◆ What is required ◆
Give back all the data exactly, line by line.

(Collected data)
※ ※ ※

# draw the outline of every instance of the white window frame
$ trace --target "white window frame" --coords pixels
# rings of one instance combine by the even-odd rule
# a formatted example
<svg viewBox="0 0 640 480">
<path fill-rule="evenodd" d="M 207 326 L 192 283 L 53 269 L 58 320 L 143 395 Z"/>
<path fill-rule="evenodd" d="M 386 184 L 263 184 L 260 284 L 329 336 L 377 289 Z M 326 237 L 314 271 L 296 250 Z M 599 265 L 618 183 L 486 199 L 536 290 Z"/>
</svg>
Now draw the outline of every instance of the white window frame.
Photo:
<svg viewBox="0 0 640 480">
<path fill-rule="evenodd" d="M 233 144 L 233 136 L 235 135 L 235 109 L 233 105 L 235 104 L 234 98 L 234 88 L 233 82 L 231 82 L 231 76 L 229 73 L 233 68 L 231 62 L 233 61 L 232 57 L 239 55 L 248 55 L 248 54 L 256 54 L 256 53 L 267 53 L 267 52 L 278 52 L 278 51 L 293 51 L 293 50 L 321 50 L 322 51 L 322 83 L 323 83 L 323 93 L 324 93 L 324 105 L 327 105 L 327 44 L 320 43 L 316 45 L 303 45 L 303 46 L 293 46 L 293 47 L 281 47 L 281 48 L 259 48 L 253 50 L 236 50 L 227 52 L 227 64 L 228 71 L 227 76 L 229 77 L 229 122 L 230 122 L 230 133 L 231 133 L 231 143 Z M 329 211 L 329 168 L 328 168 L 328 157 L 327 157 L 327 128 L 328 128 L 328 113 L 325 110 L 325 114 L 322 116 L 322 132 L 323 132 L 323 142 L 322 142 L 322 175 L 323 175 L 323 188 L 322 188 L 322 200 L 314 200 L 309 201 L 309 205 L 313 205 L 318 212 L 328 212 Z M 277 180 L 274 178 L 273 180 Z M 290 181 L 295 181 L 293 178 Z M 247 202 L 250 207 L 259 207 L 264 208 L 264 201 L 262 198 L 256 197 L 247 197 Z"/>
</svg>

※ ※ ※

◆ Response to this exercise ◆
# draw the outline of every instance of the white window frame
$ trace --target "white window frame" --coords pixels
# rings of one instance combine by the even-odd rule
# a formatted example
<svg viewBox="0 0 640 480">
<path fill-rule="evenodd" d="M 207 326 L 192 283 L 53 269 L 58 320 L 143 395 Z"/>
<path fill-rule="evenodd" d="M 386 184 L 263 184 L 260 284 L 329 336 L 377 289 Z M 326 237 L 314 271 L 296 250 Z M 599 265 L 618 183 L 486 199 L 536 290 Z"/>
</svg>
Now draw the outline of every instance of the white window frame.
Photo:
<svg viewBox="0 0 640 480">
<path fill-rule="evenodd" d="M 233 144 L 233 136 L 235 135 L 235 109 L 233 105 L 235 104 L 234 98 L 234 88 L 233 82 L 231 82 L 231 76 L 229 73 L 233 68 L 231 62 L 233 61 L 232 57 L 239 55 L 248 55 L 248 54 L 256 54 L 256 53 L 267 53 L 267 52 L 278 52 L 278 51 L 293 51 L 293 50 L 321 50 L 322 51 L 322 83 L 323 83 L 323 93 L 324 93 L 324 105 L 327 105 L 327 44 L 320 43 L 316 45 L 303 45 L 303 46 L 293 46 L 293 47 L 281 47 L 281 48 L 259 48 L 253 50 L 236 50 L 227 52 L 227 64 L 228 71 L 227 76 L 229 77 L 229 122 L 230 122 L 230 133 L 231 133 L 231 143 Z M 329 211 L 329 168 L 328 168 L 328 157 L 327 157 L 327 128 L 328 128 L 328 113 L 325 110 L 325 114 L 322 116 L 322 132 L 323 132 L 323 142 L 322 142 L 322 175 L 323 175 L 323 188 L 322 188 L 322 200 L 314 200 L 309 201 L 309 205 L 313 205 L 318 212 L 328 212 Z M 277 180 L 274 178 L 273 180 Z M 290 181 L 295 181 L 293 178 Z M 247 202 L 250 207 L 259 207 L 264 208 L 264 201 L 262 198 L 256 197 L 247 197 Z"/>
</svg>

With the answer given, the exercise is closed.